The records START

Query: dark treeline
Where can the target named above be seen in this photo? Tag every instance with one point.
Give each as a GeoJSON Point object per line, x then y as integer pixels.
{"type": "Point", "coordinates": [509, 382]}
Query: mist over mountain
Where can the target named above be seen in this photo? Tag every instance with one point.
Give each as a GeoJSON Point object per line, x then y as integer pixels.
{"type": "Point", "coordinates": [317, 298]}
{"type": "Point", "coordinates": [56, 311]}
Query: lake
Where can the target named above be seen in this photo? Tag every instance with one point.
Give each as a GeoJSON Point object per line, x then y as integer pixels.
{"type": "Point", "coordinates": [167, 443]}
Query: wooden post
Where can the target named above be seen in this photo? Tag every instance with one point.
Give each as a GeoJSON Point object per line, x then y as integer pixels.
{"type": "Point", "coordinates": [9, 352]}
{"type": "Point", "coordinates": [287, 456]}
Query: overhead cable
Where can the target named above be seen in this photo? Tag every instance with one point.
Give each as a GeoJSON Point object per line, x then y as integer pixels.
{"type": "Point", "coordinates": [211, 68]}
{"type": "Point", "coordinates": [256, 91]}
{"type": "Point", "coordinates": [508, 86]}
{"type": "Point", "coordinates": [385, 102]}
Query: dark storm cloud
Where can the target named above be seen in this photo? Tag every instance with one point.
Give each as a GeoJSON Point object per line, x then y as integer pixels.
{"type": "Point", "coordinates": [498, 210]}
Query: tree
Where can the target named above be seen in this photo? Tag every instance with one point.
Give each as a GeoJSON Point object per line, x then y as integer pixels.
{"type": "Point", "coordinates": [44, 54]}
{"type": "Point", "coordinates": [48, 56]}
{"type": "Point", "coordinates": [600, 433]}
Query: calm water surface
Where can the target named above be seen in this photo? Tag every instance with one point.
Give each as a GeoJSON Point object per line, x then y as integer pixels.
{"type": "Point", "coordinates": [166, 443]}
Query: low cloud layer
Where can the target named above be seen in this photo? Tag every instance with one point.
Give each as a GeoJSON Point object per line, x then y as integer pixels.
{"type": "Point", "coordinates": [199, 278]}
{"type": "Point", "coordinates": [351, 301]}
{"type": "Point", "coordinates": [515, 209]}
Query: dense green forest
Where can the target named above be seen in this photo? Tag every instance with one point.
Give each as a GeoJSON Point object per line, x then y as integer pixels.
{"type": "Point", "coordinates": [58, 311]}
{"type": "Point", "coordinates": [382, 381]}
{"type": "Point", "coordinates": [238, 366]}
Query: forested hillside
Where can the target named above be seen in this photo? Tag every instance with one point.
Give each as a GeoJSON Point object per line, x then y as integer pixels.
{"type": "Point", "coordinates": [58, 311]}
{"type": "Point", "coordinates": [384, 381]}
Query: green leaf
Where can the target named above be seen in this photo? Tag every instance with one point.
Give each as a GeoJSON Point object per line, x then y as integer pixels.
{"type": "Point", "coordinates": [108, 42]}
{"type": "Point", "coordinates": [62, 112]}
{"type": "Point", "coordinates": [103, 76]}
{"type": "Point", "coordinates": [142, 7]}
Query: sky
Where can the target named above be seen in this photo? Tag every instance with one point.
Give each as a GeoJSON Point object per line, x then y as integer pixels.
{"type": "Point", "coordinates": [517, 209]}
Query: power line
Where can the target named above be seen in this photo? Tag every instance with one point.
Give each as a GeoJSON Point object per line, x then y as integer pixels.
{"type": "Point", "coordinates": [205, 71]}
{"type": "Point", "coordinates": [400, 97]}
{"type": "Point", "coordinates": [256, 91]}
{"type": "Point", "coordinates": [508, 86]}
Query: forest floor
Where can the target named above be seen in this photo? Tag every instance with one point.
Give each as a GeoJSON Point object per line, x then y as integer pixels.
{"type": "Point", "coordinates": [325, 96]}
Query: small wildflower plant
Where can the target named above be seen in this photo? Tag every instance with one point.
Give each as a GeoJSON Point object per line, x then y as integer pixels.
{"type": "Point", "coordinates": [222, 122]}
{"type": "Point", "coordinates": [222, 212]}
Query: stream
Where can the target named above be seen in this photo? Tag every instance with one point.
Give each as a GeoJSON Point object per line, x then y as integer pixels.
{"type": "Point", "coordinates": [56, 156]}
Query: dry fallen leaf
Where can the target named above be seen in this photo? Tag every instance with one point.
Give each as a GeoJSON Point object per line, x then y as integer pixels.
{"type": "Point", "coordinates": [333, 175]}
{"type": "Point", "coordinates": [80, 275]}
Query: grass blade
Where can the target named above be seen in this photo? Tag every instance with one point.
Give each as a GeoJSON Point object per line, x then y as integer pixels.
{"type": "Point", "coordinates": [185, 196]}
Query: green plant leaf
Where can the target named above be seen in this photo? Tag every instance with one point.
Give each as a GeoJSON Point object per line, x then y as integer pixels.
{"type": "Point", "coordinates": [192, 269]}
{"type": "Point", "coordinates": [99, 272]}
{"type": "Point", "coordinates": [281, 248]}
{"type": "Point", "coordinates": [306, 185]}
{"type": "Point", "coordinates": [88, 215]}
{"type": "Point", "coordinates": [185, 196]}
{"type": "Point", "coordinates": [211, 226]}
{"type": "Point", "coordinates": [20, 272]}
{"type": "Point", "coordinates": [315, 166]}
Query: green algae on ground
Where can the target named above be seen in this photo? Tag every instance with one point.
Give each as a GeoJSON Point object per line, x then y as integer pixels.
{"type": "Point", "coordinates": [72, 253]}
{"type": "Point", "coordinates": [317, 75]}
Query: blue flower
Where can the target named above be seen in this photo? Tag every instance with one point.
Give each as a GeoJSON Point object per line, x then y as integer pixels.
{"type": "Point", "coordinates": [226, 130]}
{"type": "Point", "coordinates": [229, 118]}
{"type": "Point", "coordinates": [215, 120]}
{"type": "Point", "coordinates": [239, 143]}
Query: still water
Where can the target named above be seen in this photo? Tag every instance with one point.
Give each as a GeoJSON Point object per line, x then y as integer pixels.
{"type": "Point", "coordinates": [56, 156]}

The records END

- **Task brief**
All lines above from the one with "Query: dark storm cloud" to the one with "Query: dense green forest", inclusive, should be copied exactly, and no other lines.

- **Response area**
Query: dark storm cloud
Where can the target named above be seen in this photo? Tag every instance with one point.
Give each as a GeoJSON Point object per line, x then y as integer pixels.
{"type": "Point", "coordinates": [498, 210]}
Query: tree
Where can the target named above be seen in this photo? Tag every instance with one point.
Give each as a GeoJSON Point object per line, x then y as integer pixels.
{"type": "Point", "coordinates": [44, 54]}
{"type": "Point", "coordinates": [48, 56]}
{"type": "Point", "coordinates": [600, 433]}
Query: calm water surface
Where can the target named above be seen in this photo? Tag every instance with one point.
Give each as a GeoJSON Point object per line, x then y as integer pixels.
{"type": "Point", "coordinates": [166, 443]}
Query: low cloud layer
Where can the target named above be seen in this photo? Tag every instance with one point.
Give each as a GeoJSON Point object per line, x then y as integer pixels.
{"type": "Point", "coordinates": [199, 278]}
{"type": "Point", "coordinates": [351, 301]}
{"type": "Point", "coordinates": [515, 209]}
Query: dense green forest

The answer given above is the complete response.